-- Start of DATASET EXCERPTS --
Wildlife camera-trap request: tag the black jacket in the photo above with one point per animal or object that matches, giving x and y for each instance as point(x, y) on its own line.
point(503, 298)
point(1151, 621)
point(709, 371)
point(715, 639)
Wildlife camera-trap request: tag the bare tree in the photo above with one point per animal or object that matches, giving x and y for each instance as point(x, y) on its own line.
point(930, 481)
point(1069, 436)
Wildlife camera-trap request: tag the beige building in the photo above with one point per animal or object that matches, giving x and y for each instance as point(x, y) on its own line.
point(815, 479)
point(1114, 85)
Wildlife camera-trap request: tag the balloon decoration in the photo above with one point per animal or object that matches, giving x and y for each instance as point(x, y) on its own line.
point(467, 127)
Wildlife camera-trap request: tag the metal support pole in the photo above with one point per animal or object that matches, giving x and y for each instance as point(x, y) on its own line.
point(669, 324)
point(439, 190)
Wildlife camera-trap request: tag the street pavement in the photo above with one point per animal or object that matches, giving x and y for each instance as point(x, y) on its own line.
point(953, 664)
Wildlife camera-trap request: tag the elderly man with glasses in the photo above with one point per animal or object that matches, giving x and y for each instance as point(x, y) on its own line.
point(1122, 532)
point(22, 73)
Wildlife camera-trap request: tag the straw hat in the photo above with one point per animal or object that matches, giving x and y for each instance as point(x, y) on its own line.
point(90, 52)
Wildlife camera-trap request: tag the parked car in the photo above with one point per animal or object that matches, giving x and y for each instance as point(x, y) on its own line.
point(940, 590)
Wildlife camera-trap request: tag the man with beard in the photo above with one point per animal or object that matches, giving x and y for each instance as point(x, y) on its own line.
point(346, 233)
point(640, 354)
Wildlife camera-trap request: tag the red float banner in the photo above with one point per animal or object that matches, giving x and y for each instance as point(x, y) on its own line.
-- End of DATASET EXCERPTS --
__DIRECTIVE__. Reproduce the listing from the line with "Wildlife camera-trap request: tag the elderly" to the line with "point(940, 590)", renaming "straw hat" to "sun hat" and leaving everything else unchanged. Give only those lines.

__RESULT OF THE TASK__.
Wildlife camera-trap request: tag the elderly man with glasses in the photo above with one point per animal or object that matches, giving x and y for each instance as point(x, y) on its own line.
point(1122, 532)
point(22, 73)
Wildlife camera-trap request: tag the sun hat in the photo above with one point per animal or object that matches, giving x and y for each instance as point(x, y) on its own line.
point(90, 52)
Wildlife camera-trap request: tag the parked car in the photo above with one point per animal or object that matches, giving x and y for each instance as point(x, y) on its own line.
point(940, 590)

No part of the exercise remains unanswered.